■ **Given instruction**
Which lines of the data below contain the string "patch"? List each such line, treating uppercase and lowercase as different.

(Excerpts from a detection dataset)
========================================================================

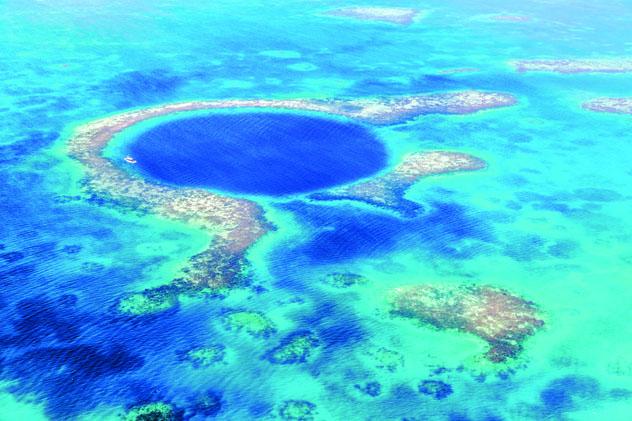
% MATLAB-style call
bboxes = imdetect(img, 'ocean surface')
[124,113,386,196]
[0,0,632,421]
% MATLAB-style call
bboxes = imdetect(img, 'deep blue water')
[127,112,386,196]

========================================================================

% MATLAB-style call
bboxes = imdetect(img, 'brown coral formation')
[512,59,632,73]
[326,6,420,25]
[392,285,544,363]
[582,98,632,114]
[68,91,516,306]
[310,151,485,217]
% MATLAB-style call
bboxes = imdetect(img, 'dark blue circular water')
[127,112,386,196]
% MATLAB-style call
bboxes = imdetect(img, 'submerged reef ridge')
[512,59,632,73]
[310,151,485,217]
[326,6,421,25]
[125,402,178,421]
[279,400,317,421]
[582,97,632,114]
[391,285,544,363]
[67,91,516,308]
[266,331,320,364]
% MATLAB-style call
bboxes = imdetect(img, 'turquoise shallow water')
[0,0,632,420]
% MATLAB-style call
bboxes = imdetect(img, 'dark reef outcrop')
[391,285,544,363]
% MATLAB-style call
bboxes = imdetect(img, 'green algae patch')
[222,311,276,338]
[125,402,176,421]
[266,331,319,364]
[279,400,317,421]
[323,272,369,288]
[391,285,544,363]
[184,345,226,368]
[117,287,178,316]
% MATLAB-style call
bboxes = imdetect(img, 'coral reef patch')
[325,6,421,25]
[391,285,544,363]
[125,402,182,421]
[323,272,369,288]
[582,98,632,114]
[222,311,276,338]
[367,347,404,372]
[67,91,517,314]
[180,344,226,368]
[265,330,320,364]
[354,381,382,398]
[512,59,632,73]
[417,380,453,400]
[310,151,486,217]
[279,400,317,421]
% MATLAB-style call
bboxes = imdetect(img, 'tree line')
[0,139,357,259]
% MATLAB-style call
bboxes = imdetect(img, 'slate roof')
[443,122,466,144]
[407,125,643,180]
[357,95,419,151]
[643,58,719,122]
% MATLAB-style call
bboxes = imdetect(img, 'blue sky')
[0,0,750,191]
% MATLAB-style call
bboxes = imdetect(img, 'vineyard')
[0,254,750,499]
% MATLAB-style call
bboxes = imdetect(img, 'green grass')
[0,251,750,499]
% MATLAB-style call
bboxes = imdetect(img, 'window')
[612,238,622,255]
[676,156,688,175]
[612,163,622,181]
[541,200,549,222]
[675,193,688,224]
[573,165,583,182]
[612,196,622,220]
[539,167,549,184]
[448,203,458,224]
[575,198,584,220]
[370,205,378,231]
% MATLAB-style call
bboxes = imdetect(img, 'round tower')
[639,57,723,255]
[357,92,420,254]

========================================================================

■ **Answer to this exercise**
bboxes = imdetect(img, 'green algae patch')
bboxes = imdetect(img, 'coral reef patch')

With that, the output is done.